*Text shown*.
Shares of Kimberly-Clark, Hershey, JM Smucker, Procter & Gamble, General Mills and Colgate-Palmolive were among those touching fresh all-time highs last week.

But with investors abandoning the safety and income of bonds for consumer staples' stocks with chunky dividends and stable earnings growth, some strategists say it's almost time to look toward more economically sensitive names as gains become more limited.

Investors with a five-year horizon may not find it much of a gamble to begin shifting into growth stocks, said David Kelly, chief global strategist at JPMorgan Funds.

"Over the next few years, the growth stocks will probably outperform the more defensive names," he said. "A lot of money is going into defensive names as a substitute for bonds. As interest rates go up and confidence returns, money will move from that part of the market toward more aggressive names."

Given ongoing economic uncertainty in the global economy, others suggest waiting.

"We've been advocating stocks with bond-like characteristics," Barry Knapp, Barclays' head of U.S. equity portfolio strategy, told CNBC. "We're not ready to make that change."

But he wouldn't put new investment into defensive sectors, he added.

"We would not be selling the defensive names, but I'm not sure I'd put a heck of a lot more money into them, either," Knapp told CNBC.

Bubbly Beverages

Expectations for better earnings growth has been one reason consumer staples are up 16 percent this year, making the S&P 500's 9 percent gain look rather ordinary in comparison. Some stocks, such as General Mills, have done even better—up more than 20 percent so far this year.

"We have a market expectation for just 2 percent EPS growth this year," said Gina Martin Adams of Wells Fargo. "Staples probably will produce 5 percent EPS growth."

*What is required*. Duplicate the part of the text on consumer staples stocks starting with "Investors with a" and going on through "others suggest waiting.". The data that follows has no connection to the text about consumer staples stocks.

*Source excerpt*.
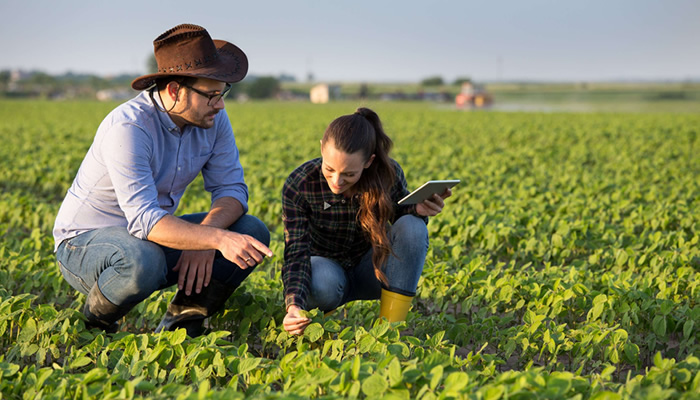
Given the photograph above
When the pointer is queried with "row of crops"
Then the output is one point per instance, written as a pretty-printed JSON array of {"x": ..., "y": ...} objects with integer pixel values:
[{"x": 566, "y": 265}]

*Response for this exercise*.
Investors with a five-year horizon may not find it much of a gamble to begin shifting into growth stocks, said David Kelly, chief global strategist at JPMorgan Funds.

"Over the next few years, the growth stocks will probably outperform the more defensive names," he said. "A lot of money is going into defensive names as a substitute for bonds. As interest rates go up and confidence returns, money will move from that part of the market toward more aggressive names."

Given ongoing economic uncertainty in the global economy, others suggest waiting.